--- START Page text ---
Christian Gregorio Poveda Ruiz (January 12, 1957 – September 2, 2009), known as Christian Poveda, was a Hispanic-French photojournalist and film director. He covered the world's conflict zones for more than 30 years. Poveda's documentary film  (2008) is about two rival gangs in El Salvador.

Life
Born to exiled Spanish parents in Algeria, he went to France with his family in 1961/2.

La Vida Loca
La Vida Loca (The Crazy Life, 2008) is a documentary filmed by Poveda in El Salvador about the life of local gangs.

For 16 months Poveda filmed the marginal young people of El Salvador divided between two rival gangs, the Mara Salvatrucha and the 18th Street gang.

The hand-held camera focuses on daily life in a base cell of one of the gigantic maras, the la Campanera X-18 clique, composed of fifty engaging adolescents and young adults with an average age of 16 to 18.

The documentary was presented in the San Sebastián International Film Festival in September 2008.

Death
Poveda was shot to death in Tonacatepeque, El Salvador on September 2, 2009; probably by a member of a mara. He was 52 years old.

It is alleged that certain police and gang members were unhappy with Poveda's documentary. He had promised his subjects that La Vida Loca would not be released in El Salvador, but he was powerless to prevent pirated copies from being sold. In 2011, ten gang members and a former police officer were convicted and sent to prison for Poveda's death.
--- END Page text ---
→ **What the task requires**: From the Christian Poveda text above, rewrite the paragraph that begins "It is alleged that" as a brief bulleted list that keeps its main facts.
--- START Raw data ---
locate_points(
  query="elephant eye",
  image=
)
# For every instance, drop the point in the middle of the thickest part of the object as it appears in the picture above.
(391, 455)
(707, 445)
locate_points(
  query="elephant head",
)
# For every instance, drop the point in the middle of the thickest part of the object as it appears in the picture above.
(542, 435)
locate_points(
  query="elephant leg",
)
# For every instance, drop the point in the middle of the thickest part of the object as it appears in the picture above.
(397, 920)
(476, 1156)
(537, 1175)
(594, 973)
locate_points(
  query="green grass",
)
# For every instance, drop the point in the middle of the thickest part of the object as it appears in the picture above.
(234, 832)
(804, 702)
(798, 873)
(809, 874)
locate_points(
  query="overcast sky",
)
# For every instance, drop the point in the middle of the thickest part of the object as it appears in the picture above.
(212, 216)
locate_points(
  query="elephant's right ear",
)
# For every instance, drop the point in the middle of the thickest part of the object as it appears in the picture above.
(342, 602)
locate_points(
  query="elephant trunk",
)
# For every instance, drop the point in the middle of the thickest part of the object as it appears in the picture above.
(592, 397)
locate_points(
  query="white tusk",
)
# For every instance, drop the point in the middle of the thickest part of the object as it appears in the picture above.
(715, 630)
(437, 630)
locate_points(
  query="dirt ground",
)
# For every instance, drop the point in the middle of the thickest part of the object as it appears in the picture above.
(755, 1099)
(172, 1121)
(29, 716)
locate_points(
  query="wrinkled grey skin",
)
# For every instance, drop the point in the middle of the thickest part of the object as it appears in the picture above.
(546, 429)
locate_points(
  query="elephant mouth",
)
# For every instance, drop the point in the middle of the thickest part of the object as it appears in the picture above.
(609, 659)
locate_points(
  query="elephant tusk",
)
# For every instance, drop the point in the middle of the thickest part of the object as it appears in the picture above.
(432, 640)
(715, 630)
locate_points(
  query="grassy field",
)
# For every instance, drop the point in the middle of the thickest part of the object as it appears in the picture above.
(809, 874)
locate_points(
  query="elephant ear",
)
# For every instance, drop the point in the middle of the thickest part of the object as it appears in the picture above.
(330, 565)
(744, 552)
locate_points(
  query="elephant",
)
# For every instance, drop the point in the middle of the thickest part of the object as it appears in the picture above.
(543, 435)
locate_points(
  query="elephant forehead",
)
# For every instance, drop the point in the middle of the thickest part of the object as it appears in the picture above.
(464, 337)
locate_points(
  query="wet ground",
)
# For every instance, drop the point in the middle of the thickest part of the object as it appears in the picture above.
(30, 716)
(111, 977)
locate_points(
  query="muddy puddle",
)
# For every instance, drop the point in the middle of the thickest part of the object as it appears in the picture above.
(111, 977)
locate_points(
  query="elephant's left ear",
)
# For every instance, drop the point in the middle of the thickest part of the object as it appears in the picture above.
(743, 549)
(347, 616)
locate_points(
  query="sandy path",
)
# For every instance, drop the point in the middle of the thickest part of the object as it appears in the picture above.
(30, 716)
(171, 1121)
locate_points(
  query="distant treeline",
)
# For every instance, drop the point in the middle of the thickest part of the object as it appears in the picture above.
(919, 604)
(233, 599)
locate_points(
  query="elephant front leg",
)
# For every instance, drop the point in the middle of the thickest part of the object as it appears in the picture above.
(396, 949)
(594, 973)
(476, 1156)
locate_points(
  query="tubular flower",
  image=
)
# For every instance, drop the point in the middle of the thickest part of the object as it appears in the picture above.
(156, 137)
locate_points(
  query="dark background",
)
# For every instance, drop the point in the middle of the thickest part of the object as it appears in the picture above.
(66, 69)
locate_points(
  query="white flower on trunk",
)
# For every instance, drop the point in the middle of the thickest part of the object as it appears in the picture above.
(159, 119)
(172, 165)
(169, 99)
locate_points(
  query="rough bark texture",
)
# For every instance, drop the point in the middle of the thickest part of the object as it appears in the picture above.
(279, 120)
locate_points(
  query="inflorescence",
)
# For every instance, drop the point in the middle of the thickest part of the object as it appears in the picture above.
--- END Raw data ---
→ **Final result**:
- Some police and gang members were reportedly unhappy with Poveda's documentary.
- Poveda had promised his subjects that La Vida Loca would not be released in El Salvador.
- He could not stop pirated copies from being sold.
- In 2011, ten gang members and a former police officer were convicted and imprisoned for his death.